Data records
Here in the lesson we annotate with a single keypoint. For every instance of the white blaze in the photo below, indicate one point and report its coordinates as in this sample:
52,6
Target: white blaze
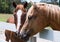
19,13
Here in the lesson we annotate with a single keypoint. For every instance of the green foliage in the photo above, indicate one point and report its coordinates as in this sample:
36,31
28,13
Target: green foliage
6,6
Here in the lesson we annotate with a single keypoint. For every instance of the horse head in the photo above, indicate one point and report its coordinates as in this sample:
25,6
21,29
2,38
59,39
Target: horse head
35,21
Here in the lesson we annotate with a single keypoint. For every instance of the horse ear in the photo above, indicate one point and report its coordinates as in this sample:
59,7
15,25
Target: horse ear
14,4
25,4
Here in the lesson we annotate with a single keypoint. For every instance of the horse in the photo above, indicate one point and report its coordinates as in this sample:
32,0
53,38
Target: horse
39,16
12,35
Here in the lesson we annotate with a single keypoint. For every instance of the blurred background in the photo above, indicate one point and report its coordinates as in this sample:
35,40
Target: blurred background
6,8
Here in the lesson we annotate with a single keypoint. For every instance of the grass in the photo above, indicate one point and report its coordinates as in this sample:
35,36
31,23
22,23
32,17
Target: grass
4,17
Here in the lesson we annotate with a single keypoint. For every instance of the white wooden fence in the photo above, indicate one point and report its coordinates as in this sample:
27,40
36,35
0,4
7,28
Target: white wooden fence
47,35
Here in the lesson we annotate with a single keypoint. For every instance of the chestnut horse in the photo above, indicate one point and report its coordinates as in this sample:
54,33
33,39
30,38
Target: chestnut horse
10,20
40,16
18,8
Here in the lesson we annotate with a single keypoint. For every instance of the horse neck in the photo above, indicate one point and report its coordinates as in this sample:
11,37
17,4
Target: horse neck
54,16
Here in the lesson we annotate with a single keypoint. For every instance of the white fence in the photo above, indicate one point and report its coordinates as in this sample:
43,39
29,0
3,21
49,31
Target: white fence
46,35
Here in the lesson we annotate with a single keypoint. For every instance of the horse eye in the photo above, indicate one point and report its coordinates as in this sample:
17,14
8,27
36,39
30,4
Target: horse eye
30,17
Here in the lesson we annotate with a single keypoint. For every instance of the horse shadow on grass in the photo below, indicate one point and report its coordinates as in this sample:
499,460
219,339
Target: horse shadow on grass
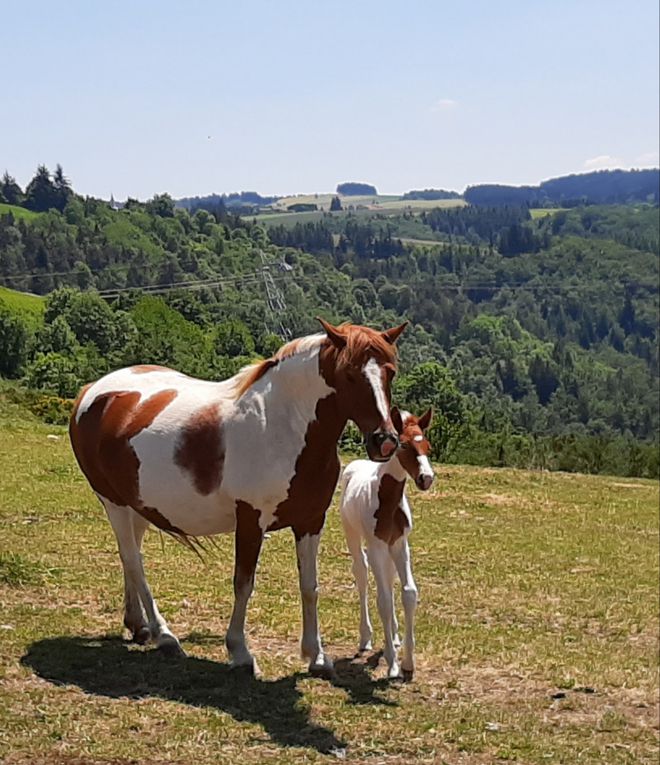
106,666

▶ _Your task_: Your copy should hold exactly the lines from the line bearing "the horse shadow" through the end of the data, both included, and no pictures or anything further.

▶ _Exercise output_:
Here in the lesson we annotate with a single keypoint. For every instance of the horse shadow on grass in the photo below, indicate one point and report its coordinates as in this sample:
499,460
219,339
Target: horse shadow on grass
106,666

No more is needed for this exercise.